[Source records]
◆ ◆ ◆ ◆

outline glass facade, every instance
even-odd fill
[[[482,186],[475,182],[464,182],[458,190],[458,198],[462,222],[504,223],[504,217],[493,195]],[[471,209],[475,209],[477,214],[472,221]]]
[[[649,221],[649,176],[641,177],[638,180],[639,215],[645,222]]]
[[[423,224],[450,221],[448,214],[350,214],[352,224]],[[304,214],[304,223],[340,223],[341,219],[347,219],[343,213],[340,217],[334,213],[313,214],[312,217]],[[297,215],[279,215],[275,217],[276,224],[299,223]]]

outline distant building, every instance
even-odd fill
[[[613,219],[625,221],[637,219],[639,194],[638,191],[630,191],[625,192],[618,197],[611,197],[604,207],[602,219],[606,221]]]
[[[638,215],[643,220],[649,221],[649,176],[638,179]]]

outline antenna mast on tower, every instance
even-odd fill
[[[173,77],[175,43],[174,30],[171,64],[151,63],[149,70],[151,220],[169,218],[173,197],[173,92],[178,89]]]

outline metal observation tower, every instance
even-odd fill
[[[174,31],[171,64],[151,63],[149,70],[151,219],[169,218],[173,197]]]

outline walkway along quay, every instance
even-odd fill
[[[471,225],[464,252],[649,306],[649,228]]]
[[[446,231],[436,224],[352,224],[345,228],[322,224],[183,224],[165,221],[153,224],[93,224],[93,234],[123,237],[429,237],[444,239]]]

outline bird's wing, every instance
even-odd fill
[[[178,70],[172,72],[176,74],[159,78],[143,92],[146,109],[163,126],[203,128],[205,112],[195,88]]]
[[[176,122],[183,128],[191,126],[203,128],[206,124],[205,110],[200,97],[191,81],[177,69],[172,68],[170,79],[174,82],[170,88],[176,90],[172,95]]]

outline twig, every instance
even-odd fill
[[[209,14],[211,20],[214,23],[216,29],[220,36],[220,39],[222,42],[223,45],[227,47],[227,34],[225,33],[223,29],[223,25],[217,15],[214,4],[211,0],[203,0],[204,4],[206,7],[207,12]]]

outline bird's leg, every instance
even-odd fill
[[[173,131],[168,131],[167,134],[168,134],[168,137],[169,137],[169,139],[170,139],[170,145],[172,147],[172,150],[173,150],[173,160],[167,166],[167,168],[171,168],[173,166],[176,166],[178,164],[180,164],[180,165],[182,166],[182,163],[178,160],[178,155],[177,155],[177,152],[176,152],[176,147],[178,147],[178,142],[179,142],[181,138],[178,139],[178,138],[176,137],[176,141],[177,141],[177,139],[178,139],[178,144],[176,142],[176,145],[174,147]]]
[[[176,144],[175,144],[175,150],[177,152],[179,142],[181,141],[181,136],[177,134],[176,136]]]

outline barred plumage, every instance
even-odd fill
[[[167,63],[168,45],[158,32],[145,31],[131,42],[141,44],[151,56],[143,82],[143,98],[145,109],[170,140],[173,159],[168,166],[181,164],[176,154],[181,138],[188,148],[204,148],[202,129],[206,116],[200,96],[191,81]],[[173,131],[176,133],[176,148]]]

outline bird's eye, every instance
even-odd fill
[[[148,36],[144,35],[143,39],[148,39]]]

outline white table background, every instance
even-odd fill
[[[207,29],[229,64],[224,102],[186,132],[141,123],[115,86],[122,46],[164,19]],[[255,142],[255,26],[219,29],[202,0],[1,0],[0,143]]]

◆ ◆ ◆ ◆

What to work on:
Arrange all the source records above as a Markdown table with the columns Number and Record line, one row per line, leaving out blank lines.

Written response:
| Number | Record line |
|---|---|
| 1 | outline glass facade, every instance |
| 2 | even-odd fill |
| 3 | [[[482,186],[475,182],[464,182],[458,190],[458,198],[462,222],[504,223],[504,217],[493,195]],[[471,209],[475,209],[477,214],[472,221]]] |
| 4 | [[[649,221],[649,176],[641,177],[638,180],[639,215],[645,222]]] |
| 5 | [[[423,224],[450,221],[448,214],[350,214],[352,224]],[[304,214],[304,223],[340,223],[341,219],[347,219],[343,213],[340,217],[334,213],[313,214],[312,217]],[[297,215],[279,215],[275,217],[276,224],[299,223]]] |
| 6 | outline distant building, every instance |
| 7 | even-odd fill |
| 8 | [[[613,219],[625,221],[637,219],[639,194],[638,191],[630,191],[625,192],[618,197],[611,197],[604,207],[602,219],[606,221]]] |
| 9 | [[[638,215],[643,220],[649,221],[649,176],[638,179]]] |
| 10 | outline antenna mast on tower, every instance |
| 11 | even-odd fill |
| 12 | [[[173,77],[175,43],[174,30],[171,64],[151,63],[149,70],[151,220],[169,218],[173,197],[173,92],[178,89]]] |
| 13 | outline metal observation tower, every instance |
| 14 | even-odd fill |
| 15 | [[[174,31],[171,64],[151,63],[149,70],[151,219],[169,218],[173,197]]] |
| 16 | outline walkway along quay, every instance |
| 17 | even-odd fill |
| 18 | [[[471,225],[464,252],[649,306],[649,228]]] |
| 19 | [[[446,231],[436,224],[352,224],[345,228],[322,224],[183,224],[165,221],[153,224],[93,224],[93,234],[123,237],[429,237],[444,239]]] |
| 20 | outline bird's wing, every instance |
| 21 | even-odd fill |
| 22 | [[[178,70],[172,72],[176,74],[159,78],[143,92],[146,109],[163,126],[203,128],[205,112],[195,88]]] |
| 23 | [[[176,122],[183,128],[191,126],[203,128],[206,124],[205,110],[200,97],[191,81],[177,69],[172,68],[170,79],[174,82],[170,88],[176,90],[172,95]]] |
| 24 | outline twig, every instance |
| 25 | even-odd fill |
| 26 | [[[209,14],[211,20],[214,23],[216,29],[220,36],[220,39],[222,42],[223,45],[227,47],[227,34],[225,33],[223,29],[223,25],[217,15],[214,4],[211,0],[203,0],[204,4],[206,7],[207,12]]] |
| 27 | outline bird's leg, every instance |
| 28 | even-odd fill |
| 29 | [[[173,131],[168,131],[167,134],[168,134],[168,137],[169,137],[169,139],[170,139],[170,145],[172,147],[172,150],[173,150],[173,160],[167,166],[167,168],[171,168],[173,166],[176,166],[178,164],[180,164],[180,165],[182,166],[182,163],[178,160],[178,155],[177,155],[177,152],[176,152],[176,147],[178,147],[178,142],[179,142],[181,138],[178,139],[178,138],[176,137],[176,141],[177,141],[177,139],[178,139],[178,144],[176,142],[176,145],[174,147]]] |
| 30 | [[[176,144],[175,144],[175,150],[177,152],[179,142],[181,141],[181,136],[177,134],[176,136]]] |
| 31 | outline barred plumage, every instance |
| 32 | even-odd fill |
| 33 | [[[167,63],[168,45],[158,32],[145,31],[131,42],[141,44],[151,56],[143,82],[143,98],[145,109],[170,140],[173,159],[168,166],[181,164],[176,154],[181,138],[188,148],[204,148],[202,129],[206,116],[200,96],[191,81]],[[173,131],[176,133],[176,148]]] |
| 34 | outline bird's eye, every instance |
| 35 | even-odd fill |
| 36 | [[[148,36],[144,35],[143,39],[148,39]]] |
| 37 | outline white table background, every instance |
| 38 | even-odd fill |
| 39 | [[[207,29],[229,64],[224,102],[186,132],[141,123],[115,86],[122,46],[164,19]],[[255,142],[255,26],[219,29],[202,0],[1,0],[0,143]]] |